The session kicked off with the panelists expressing their views on what are the key factors for a successful partnership. Kelvin Teo shared his learnings from Funding Societies’ initial partnership with a Southeast Asian Bank. Firstly, it is important to have a key executive sponsor who maintains and sustains the partnership. Secondly, it is not just important to build alliances and trust-based relationships with the sponsor but to build a network of collaborations to reduce dependency on an individual stakeholder. Lastly, define clearly what solutions the partnerships can provide. To this point, Arvie added his experience from a banking perspective. Often, enterprises jump on the bandwagon and experiment with fintechs without knowing how the partnership would benefit mutual goals. This falls through as the enterprise experiences a crisis or conflict, and invariably unhinges the partnership. According to Arvie, the expectations need to be defined at all levels of the organization; the KPIs, value proposition, and potential revenue from the business model should be clearly stated for a successful partnership.

Additionally, Adrian addressed the importance of “endurance” to build relationships. When Investree started working with BRI (Bank Rakyat Indonesia), one of the biggest SOE banks in Indonesia, they started with small goals. They highlighted what they bring to the table (E.g.: a portfolio of SMEs that the bank did not currently have) and with time expanded to other solutions (credit scoring, digital invoicing) to support their ecosystem. Investree realized that access to finance was not the only problem SMEs were facing. Bookkeeping, scale, connecting with enterprises, and developing an efficient invoice system are some others, to name a few. To empower SMEs, they further built joint venture partnerships to bring in accounting, digital invoicing, and procurement expertise and rolled these beyond financing services within their ecosystem.

- PROVIDED MATERIAL -
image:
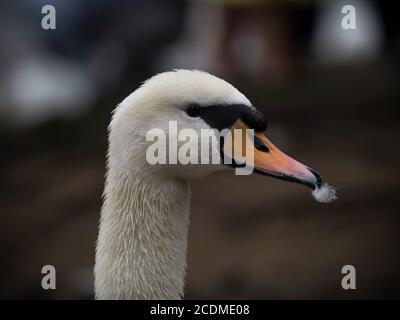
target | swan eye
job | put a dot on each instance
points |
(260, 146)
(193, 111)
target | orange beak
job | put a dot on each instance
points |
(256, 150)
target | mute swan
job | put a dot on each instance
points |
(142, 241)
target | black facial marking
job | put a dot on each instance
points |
---
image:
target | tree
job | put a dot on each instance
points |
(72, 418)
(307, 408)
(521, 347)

- PROMPT 1 -
Rewrite the paragraph of the partnership passage that begins "Additionally, Adrian addressed" as a short bulleted list that keeps its main facts.
- PROMPT 2 -
Print the part of the partnership passage from "Additionally, Adrian addressed" to "within their ecosystem.".
- PROMPT 3 -
In the partnership passage, which bank did Investree start working with?
The material comes from a source separate from the partnership passage.

- FINAL ANSWER 1 -
- Adrian stressed "endurance" in building relationships.
- Investree began working with BRI (Bank Rakyat Indonesia), one of Indonesia's biggest SOE banks, with small goals.
- It first highlighted what it offered, such as a portfolio of SMEs the bank did not have, and later expanded to credit scoring and digital invoicing.
- Investree found that SMEs faced problems beyond access to finance, including bookkeeping, scale, connecting with enterprises and building an efficient invoice system.
- It formed joint venture partnerships to bring in accounting, digital invoicing and procurement expertise, extending its ecosystem beyond financing services.

- FINAL ANSWER 2 -
Additionally, Adrian addressed the importance of “endurance” to build relationships. When Investree started working with BRI (Bank Rakyat Indonesia), one of the biggest SOE banks in Indonesia, they started with small goals. They highlighted what they bring to the table (E.g.: a portfolio of SMEs that the bank did not currently have) and with time expanded to other solutions (credit scoring, digital invoicing) to support their ecosystem. Investree realized that access to finance was not the only problem SMEs were facing. Bookkeeping, scale, connecting with enterprises, and developing an efficient invoice system are some others, to name a few. To empower SMEs, they further built joint venture partnerships to bring in accounting, digital invoicing, and procurement expertise and rolled these beyond financing services within their ecosystem.

- FINAL ANSWER 3 -
BRI (Bank Rakyat Indonesia), one of the biggest SOE banks in Indonesia.